SET EXERCISE A: Collect every line of the entries that contains the string "plant", treating uppercase and lowercase as different.

GIVEN TEXT:
SAN DIEGO BOOKSHELF: REPORTER REVEALS POWERFUL CONSPIRACY IN TRUE-LIFE THRILLER, THE LAST CIRCLE
The Last Circle, By Cheri Seymour (TrineDay LLC, Walterville, Oregon, 2010, 584 pages.)
Book Review by Dennis Moore
October 1, 2010 (San Diego) Former investigative reporter Cheri Seymour, a San Diego County resident, has written a non-fiction thriller to end all thrillers. The Last Circle is ripped from the headlines of one of our era’s most controversial murder scandals: the killing of investigative journalist Danny Casolaro, whose discoveries about a shadowy organization that he dubbed “The Octopus” reached into the Mafia, the Cali Drug Cartel, and even the U.S. Department of Justice.
Casolaro, a Washington D.C. journalist, began his probe with an investigation into the theft of a revolutionary new software program that was actually the forerunner of artificial intelligence. It was called PROMIS, or Prosecutor’s Management Information System, and it was contracted by the U.S. Department of Justice to upgrade the DOJ’s outdated case management system.
Casolaro worked closely with Bill Hamilton, owner and developer of the PROMIS software, to locate and identify the persons responsible for illegally modifying the software, installing a backdoor or Trojan Horse in the program, and selling it worldwide to foreign countries—thus allowing the U.S. government to secretly monitor intelligence operations in those countries.

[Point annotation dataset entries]
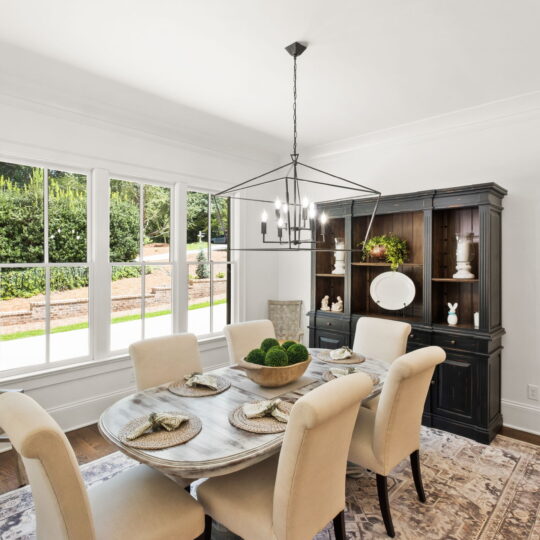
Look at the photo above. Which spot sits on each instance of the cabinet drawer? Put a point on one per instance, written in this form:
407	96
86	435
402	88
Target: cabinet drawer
330	340
419	338
449	341
335	324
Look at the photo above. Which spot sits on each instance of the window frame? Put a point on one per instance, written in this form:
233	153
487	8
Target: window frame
99	265
172	263
230	264
49	365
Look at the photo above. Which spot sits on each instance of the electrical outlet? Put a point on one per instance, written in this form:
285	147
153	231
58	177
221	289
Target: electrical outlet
532	392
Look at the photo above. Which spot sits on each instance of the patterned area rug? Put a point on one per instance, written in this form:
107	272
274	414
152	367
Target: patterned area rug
474	492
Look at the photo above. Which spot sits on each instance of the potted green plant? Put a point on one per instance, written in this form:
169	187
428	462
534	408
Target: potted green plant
389	247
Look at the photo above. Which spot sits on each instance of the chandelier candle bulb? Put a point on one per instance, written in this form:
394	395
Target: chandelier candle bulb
323	220
305	207
277	205
280	227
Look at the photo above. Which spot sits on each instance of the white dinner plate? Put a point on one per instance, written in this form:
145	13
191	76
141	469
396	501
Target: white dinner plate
392	290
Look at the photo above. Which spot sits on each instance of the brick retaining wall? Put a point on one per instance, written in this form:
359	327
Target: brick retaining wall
62	309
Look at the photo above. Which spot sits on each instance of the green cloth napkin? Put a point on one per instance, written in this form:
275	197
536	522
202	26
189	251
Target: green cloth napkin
340	372
199	379
156	422
267	407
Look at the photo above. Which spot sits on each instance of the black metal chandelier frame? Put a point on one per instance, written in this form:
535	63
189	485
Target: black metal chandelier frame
296	218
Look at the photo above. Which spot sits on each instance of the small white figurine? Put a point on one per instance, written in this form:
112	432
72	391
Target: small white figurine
324	303
452	315
337	306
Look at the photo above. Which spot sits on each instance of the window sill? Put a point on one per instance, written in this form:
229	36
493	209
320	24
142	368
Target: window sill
46	377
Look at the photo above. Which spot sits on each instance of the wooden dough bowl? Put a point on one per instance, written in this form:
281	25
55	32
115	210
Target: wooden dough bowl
272	377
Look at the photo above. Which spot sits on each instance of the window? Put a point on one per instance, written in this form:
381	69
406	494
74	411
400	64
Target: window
74	289
44	270
208	261
141	269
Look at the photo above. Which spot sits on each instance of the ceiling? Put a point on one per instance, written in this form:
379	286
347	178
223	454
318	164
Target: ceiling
370	65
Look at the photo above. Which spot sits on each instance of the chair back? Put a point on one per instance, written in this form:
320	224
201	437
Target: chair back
310	482
399	413
163	359
61	502
243	337
286	316
381	339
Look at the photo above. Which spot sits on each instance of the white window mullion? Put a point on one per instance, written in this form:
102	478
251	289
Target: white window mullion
46	262
180	291
100	269
141	258
210	266
89	259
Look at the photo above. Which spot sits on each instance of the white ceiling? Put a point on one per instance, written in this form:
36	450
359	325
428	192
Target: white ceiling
370	65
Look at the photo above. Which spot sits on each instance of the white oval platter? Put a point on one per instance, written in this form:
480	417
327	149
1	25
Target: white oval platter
392	290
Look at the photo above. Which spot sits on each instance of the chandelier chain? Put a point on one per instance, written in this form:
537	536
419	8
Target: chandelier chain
294	108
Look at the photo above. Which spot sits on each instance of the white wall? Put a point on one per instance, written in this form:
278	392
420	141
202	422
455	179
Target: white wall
495	143
42	132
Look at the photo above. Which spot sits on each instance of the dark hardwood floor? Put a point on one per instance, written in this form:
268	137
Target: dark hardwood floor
89	445
520	435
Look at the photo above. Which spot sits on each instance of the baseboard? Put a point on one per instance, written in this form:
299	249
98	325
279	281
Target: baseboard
87	411
521	416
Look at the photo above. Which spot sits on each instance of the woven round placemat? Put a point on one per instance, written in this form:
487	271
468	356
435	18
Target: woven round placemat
180	388
327	376
155	440
354	359
266	424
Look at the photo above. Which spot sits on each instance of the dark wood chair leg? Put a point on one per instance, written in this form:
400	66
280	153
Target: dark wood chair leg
382	491
207	527
339	526
417	475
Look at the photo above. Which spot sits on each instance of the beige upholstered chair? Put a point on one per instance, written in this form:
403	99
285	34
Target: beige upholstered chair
286	316
294	495
139	503
243	337
163	359
384	437
381	339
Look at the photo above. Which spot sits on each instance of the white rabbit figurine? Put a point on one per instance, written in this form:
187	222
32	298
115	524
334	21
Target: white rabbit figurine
452	315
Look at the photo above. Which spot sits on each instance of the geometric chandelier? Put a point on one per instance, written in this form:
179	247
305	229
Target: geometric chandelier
290	221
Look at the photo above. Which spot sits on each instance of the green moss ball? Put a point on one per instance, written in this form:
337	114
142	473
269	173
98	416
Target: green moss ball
297	353
276	357
256	356
268	343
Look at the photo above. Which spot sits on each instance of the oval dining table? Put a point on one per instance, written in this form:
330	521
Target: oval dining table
220	448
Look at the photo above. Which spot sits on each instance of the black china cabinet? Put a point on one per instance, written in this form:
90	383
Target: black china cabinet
465	393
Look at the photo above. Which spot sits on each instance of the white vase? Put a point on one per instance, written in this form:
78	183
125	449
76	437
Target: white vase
339	256
463	257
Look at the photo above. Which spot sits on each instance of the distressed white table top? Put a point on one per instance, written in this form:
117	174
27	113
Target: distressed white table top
219	448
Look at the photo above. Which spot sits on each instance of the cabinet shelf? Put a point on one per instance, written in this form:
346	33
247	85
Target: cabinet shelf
394	317
383	264
454	280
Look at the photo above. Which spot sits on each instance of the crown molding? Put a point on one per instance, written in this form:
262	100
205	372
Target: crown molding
515	108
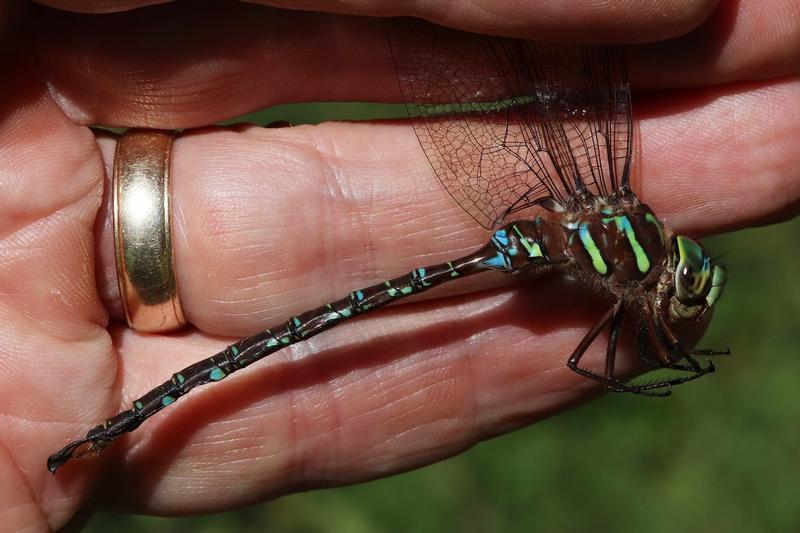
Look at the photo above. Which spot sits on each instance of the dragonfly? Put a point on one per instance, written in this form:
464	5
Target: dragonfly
509	126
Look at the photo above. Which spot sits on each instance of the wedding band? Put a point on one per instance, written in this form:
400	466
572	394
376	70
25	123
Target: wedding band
142	234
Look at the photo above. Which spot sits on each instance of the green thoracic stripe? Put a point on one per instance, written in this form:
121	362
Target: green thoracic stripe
624	225
591	248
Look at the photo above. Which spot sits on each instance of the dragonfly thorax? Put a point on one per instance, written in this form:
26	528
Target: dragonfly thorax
618	245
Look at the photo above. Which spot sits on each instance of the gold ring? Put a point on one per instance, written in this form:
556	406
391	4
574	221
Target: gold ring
142	234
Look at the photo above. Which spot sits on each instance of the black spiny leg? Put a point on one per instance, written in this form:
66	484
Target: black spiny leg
614	317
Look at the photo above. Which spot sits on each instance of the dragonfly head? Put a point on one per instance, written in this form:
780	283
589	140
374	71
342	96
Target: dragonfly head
698	280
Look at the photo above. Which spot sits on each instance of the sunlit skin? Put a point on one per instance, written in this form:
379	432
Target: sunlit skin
409	386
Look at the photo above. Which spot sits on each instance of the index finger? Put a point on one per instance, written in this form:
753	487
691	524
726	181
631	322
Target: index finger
561	20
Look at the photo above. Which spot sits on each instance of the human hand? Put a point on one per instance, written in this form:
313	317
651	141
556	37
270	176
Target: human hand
406	387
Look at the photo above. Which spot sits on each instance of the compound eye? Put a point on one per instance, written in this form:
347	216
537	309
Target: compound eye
692	272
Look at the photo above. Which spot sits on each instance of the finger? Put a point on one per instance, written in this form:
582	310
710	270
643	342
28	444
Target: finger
188	67
52	320
391	391
270	223
620	21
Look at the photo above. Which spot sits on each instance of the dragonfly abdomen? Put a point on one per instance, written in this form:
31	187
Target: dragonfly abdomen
526	245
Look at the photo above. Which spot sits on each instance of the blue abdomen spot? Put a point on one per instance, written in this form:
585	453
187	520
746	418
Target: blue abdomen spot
216	374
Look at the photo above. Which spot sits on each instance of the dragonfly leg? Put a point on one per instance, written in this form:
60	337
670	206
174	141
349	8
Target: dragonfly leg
614	317
667	359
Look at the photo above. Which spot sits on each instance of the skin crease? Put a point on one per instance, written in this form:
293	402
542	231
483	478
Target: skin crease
718	151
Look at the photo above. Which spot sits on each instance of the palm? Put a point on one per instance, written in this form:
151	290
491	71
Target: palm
362	401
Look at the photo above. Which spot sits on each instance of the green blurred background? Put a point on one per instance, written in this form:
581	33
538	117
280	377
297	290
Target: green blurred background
720	455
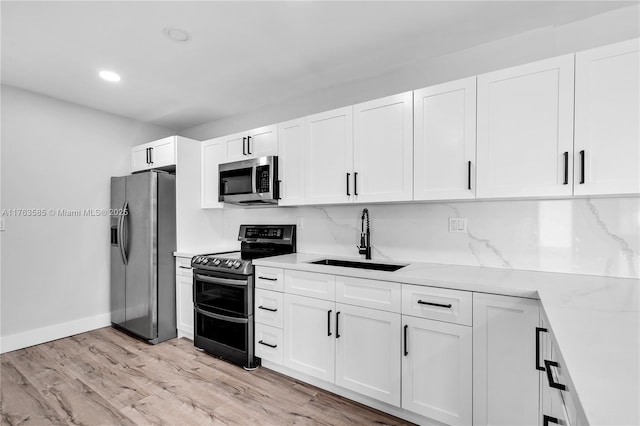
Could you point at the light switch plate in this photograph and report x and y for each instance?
(458, 224)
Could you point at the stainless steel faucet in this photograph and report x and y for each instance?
(365, 237)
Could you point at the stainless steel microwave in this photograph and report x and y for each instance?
(249, 182)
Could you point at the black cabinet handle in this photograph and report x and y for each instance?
(268, 279)
(355, 183)
(538, 331)
(406, 352)
(421, 302)
(276, 190)
(552, 383)
(348, 175)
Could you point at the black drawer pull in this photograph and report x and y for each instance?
(581, 167)
(538, 331)
(348, 193)
(268, 279)
(440, 305)
(406, 352)
(552, 383)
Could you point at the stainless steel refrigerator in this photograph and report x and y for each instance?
(143, 239)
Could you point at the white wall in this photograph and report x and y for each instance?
(599, 236)
(610, 27)
(55, 270)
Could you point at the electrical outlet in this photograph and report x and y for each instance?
(458, 224)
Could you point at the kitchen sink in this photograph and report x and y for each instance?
(389, 267)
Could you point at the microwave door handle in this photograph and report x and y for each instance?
(254, 178)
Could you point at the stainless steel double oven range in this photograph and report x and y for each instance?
(223, 292)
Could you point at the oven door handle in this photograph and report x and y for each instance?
(222, 317)
(221, 281)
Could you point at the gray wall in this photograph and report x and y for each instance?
(56, 155)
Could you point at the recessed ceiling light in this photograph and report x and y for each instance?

SET EXERCISE B:
Answer these questions from the book review:
(i) Which company published The Last Circle?
(ii) What does the acronym PROMIS stand for?
(iii) Who owned and developed the PROMIS software?

FINISHED ANSWER A:
Look at the photo above. Which spot sits on each instance of the potted green plant? Put a point on one per instance, written in this form:
Target: potted green plant

FINISHED ANSWER B:
(i) TrineDay LLC
(ii) Prosecutor's Management Information System
(iii) Bill Hamilton